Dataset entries
[Start of section]
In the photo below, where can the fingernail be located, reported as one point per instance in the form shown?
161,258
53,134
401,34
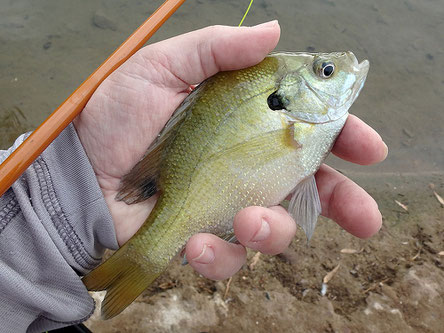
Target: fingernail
263,232
267,24
206,256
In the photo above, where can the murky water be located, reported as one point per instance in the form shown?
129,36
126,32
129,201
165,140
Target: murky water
48,47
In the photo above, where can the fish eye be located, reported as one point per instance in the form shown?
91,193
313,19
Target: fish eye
324,69
275,102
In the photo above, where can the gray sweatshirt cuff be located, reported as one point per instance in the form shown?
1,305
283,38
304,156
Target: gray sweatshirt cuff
54,225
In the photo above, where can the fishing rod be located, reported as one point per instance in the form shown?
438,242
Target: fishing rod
39,140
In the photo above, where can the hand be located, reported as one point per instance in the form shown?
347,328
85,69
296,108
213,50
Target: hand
133,104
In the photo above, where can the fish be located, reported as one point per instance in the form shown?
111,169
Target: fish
242,138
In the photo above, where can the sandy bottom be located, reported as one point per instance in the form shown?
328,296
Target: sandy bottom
389,283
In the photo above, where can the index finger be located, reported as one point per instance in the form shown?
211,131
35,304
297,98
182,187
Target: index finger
359,143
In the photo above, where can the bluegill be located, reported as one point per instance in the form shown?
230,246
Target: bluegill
241,138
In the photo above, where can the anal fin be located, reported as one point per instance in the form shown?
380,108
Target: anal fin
305,205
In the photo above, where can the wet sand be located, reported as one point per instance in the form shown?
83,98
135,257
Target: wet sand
390,283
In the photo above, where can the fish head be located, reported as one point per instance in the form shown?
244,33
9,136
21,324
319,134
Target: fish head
317,87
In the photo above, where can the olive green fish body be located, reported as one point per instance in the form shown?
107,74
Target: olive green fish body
234,143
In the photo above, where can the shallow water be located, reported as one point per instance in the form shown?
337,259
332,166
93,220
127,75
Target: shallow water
48,47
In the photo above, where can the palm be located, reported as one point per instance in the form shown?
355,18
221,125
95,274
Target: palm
121,120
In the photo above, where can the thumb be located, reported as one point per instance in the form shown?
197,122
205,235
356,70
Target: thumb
195,56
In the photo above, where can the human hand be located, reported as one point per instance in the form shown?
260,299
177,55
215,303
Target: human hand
133,104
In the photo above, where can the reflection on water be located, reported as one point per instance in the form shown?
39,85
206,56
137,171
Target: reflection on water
48,47
12,124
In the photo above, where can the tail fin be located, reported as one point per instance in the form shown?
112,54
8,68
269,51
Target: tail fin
123,280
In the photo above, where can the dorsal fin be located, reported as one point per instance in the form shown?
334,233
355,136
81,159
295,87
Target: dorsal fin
142,181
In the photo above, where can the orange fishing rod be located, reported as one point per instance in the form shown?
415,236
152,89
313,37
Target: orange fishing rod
37,142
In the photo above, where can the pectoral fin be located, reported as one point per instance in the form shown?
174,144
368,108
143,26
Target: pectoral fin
141,182
305,205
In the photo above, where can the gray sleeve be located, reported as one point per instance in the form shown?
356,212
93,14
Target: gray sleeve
54,225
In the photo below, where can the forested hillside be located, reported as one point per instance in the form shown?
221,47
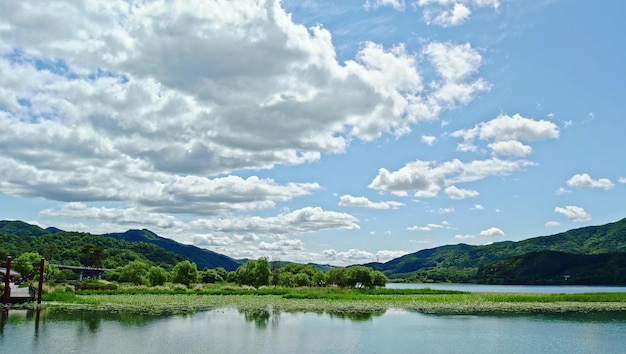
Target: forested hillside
109,251
461,262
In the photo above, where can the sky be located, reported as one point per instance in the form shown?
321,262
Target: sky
334,132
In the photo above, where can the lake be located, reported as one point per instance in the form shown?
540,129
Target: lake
228,330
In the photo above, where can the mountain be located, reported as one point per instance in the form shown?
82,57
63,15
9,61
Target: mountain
463,260
18,237
20,228
202,257
551,267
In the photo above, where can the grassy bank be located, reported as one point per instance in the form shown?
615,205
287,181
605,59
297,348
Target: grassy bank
333,300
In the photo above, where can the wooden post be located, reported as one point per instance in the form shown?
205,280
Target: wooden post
41,275
7,282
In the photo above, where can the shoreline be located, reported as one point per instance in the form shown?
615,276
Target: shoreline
472,303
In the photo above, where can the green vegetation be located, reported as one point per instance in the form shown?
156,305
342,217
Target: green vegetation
329,299
203,258
460,263
550,267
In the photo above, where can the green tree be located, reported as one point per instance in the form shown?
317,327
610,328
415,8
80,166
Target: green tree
319,279
134,272
3,256
27,264
379,279
263,274
157,276
360,277
210,276
185,272
92,256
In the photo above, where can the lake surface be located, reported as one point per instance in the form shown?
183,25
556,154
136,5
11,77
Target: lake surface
541,289
231,331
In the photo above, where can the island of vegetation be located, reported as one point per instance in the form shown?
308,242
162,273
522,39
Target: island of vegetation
147,273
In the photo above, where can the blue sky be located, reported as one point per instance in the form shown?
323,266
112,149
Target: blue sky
314,131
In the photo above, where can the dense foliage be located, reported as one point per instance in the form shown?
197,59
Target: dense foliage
549,267
459,263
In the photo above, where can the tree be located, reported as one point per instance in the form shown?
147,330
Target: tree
92,256
210,276
134,272
157,276
3,256
319,279
262,272
185,272
27,263
256,273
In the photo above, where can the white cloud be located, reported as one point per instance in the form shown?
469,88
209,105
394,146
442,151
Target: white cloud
427,178
451,12
562,190
510,148
507,130
458,14
148,104
584,180
493,231
573,213
457,193
354,256
429,227
396,4
428,140
348,200
304,220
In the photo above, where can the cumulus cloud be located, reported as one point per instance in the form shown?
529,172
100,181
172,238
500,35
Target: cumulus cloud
574,213
305,220
154,105
457,193
584,180
396,4
348,200
428,140
451,12
562,190
427,178
510,148
429,227
490,232
493,231
458,14
506,131
353,256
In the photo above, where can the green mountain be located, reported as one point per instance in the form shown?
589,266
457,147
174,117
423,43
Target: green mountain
550,267
20,228
202,257
17,237
460,262
73,248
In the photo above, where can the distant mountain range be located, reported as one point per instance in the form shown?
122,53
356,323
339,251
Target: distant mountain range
461,262
587,255
202,257
16,237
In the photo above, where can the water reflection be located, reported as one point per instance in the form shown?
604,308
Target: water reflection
228,330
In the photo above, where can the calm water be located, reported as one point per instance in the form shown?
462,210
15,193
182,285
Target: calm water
232,331
542,289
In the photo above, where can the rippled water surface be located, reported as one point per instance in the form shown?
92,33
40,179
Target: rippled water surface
232,331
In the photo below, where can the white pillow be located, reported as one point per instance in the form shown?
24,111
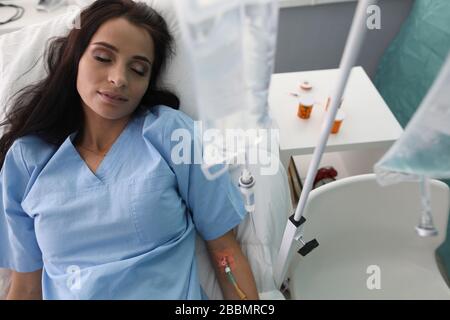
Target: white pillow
23,49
[End of section]
- **TASK PROMPT**: Leaving the images out, print the records above exactly.

- **ANSWER BOX**:
In the photo below, where can the fingernail be located, reported as one point per instance in the form shown?
161,258
53,134
401,34
Target: fingernail
263,232
267,24
206,256
In the photo above, where can the murky water be located, reported as one point per instance in the form shown?
129,36
126,32
129,201
165,140
Target: murky water
48,47
In the photo above, where can the fish eye be located, reported as one point per instance in the form shown?
91,193
313,19
Target: fish eye
324,69
275,102
In the photo above, where can the gray sweatshirt cuff be located, reported as one point per instance in the form shown?
1,305
283,38
304,156
Target: gray sweatshirt cuff
54,225
In the photo above, where can the fishing rod be located, reported as one point per instance in the form shown?
438,242
Target: fishing rod
39,140
In the photo above, where can the hand be located, reported as one point per instance in the form shown?
347,328
85,69
296,108
213,50
Target: hand
133,104
In the photo above, where can the fish be located, reported as one point per instance in the form shown?
111,169
Target: fish
242,138
In the photo above, where can the sandy bottom be located, reported as one point per instance in the form shown?
328,296
Target: sandy bottom
389,283
In the photo above, where can the index finger be located, reported as one point per instance in the form shown?
211,131
35,304
297,98
182,187
Target: index finger
359,143
In the photo above, where can the bluegill be located, reported as one point per instance in the form shown?
230,246
Target: bluegill
241,138
In the photo above, where can the anal fin be located, reported as one point per instance in the form shown?
380,108
Target: anal fin
305,205
In the photo above, where can the wet sand be located, reported as one point per instance in the form shown?
83,98
135,257
Target: wet sand
390,283
In the photo above, where can the fish head be located, reported as one point per instance in the form shown?
244,33
9,136
21,324
319,134
Target: fish head
317,87
In the photo above, where can the olive green fish body be located, reported as one point per instance in the form shown?
107,74
Target: olive green fish body
234,143
In the photo above, where can the shallow water be located, reported as one point per instance in the form shown?
337,259
332,166
93,220
127,75
Target: shallow water
48,47
In the photo above, where can the palm be located, reported as one point per instance in the form shown?
355,18
221,125
95,274
Target: palm
121,120
In the photo above, where can the thumb be located, reported as one point per instance in the form shown?
197,122
205,235
356,70
Target: thumb
195,56
In the photo above, where can the human hand be located, reported as one point per instance in the form shown?
260,299
177,55
215,303
Target: human hand
133,104
In the photo above, where can the reflection on water be located, reported as one point per instance in the form shown?
39,85
206,56
137,171
Target: reflection on water
48,47
12,124
In the photo above, where can the tail fin be located, reported as one point per instance in the form shown?
112,54
8,68
269,51
Target: tail fin
123,280
In the photo above, where can the dorsal fin be located, reported as one point per instance in the form shown?
334,233
355,136
81,159
295,87
Target: dorsal fin
142,181
In the photo above, where can the orange fishing rod be located, reported as one point per instance in the form shown?
415,236
152,89
313,37
Target: orange fishing rod
37,142
In the photo above, where can the pectoral fin be located, reported as one point per instance in the form shown?
174,144
368,108
143,26
Target: pectoral fin
141,182
305,205
In the photo above, where can the gray sleeve be located, reported as one point per instance in the form shown?
356,212
93,14
Target: gray sleeve
54,225
In the photo below, where can the forested hillside be located, reported as one point per instance in the form shown?
221,47
Target: forested hillside
109,251
461,262
In the photo above, where can the sky be located, reported as one point per instance in the form shown?
321,262
Target: sky
334,132
In the photo above, where can the lake be located, reported as one point per instance in the form shown?
540,129
Target: lake
228,330
In the photo above, where can the mountain be located, reported as one point per instance in the form shown?
82,57
63,15
9,61
Target: mountain
463,260
18,237
20,228
202,257
551,267
In the photo above, where can the grassy bank be located, reported as one point per instance in the form shown?
615,205
287,181
605,59
297,348
Target: grassy bank
333,300
In the photo above, where can the wooden post be located, reported as one point per instance in the form shown?
205,280
Target: wooden post
41,275
7,282
In the photo above, where can the shoreline be located, reported as one point per instance in the form shown?
615,276
Target: shoreline
472,303
In the photo above, where can the green vegetation be located, reported as one point per instance in the form shown?
156,305
342,217
Target: green vegetation
329,299
203,258
460,263
550,267
In the photo above, where can the green tree be located, reported as one point per instance in the form shown?
317,327
610,328
415,8
80,166
Target: green tree
319,279
134,272
3,256
27,264
379,279
263,274
157,276
360,277
210,276
185,272
92,256
In the photo above, where can the lake surface be located, reported as one point per instance in the form shown?
183,25
556,154
136,5
11,77
Target: lake surface
541,289
231,331
In the photo above, where can the island of vegetation be located, reported as one point per instance in the form shown?
308,242
162,273
522,39
Target: island of vegetation
147,273
In the photo above, where can the blue sky be located, reported as one point per instance in the form shown?
323,266
112,149
Target: blue sky
314,131
In the photo above, where can the dense foliage be located, reported as one point per instance in the form shown?
197,59
Target: dense foliage
549,267
459,263
In the photo above, where can the tree be located, reported as one point per instance in the form shown?
147,330
Target: tree
92,256
210,276
134,272
157,276
3,256
319,279
262,272
185,272
27,263
256,273
In the photo above, where can the white cloud be located, reported as one point per instance in the form shown?
469,88
209,105
394,146
442,151
Target: white cloud
427,178
451,12
562,190
510,148
507,130
458,14
148,104
584,180
493,231
573,213
457,193
354,256
429,227
396,4
428,140
348,200
304,220
In the photo above, where can the cumulus cloud be located, reported as one point per instance in the form shown?
529,172
100,181
172,238
500,35
Target: cumulus cloud
574,213
305,220
154,105
457,193
584,180
396,4
348,200
428,140
451,12
562,190
427,178
510,148
429,227
490,232
493,231
458,14
506,131
353,256
In the photo above, where can the green mountain be located, reported as one point per instance in the form shown?
589,266
457,147
174,117
423,43
Target: green mountain
550,267
20,228
202,257
17,237
460,262
73,248
In the photo above, where can the distant mountain range be located, reported as one point per instance in the form shown?
122,53
356,323
339,251
Target: distant mountain range
461,262
587,255
202,257
16,237
In the photo above, where can the water reflection be located, reported as one point per instance in the form shown?
604,308
Target: water reflection
228,330
In the photo above, where can the calm water be located, reported as one point per instance in the form shown?
462,210
15,193
182,285
Target: calm water
232,331
542,289
In the photo above, where can the rippled water surface be located, reported as one point per instance in the form shown?
92,33
40,179
Target: rippled water surface
232,331
In the photo below, where can the white pillow be located, reported as one point per instance in the form shown?
24,111
Target: white pillow
23,49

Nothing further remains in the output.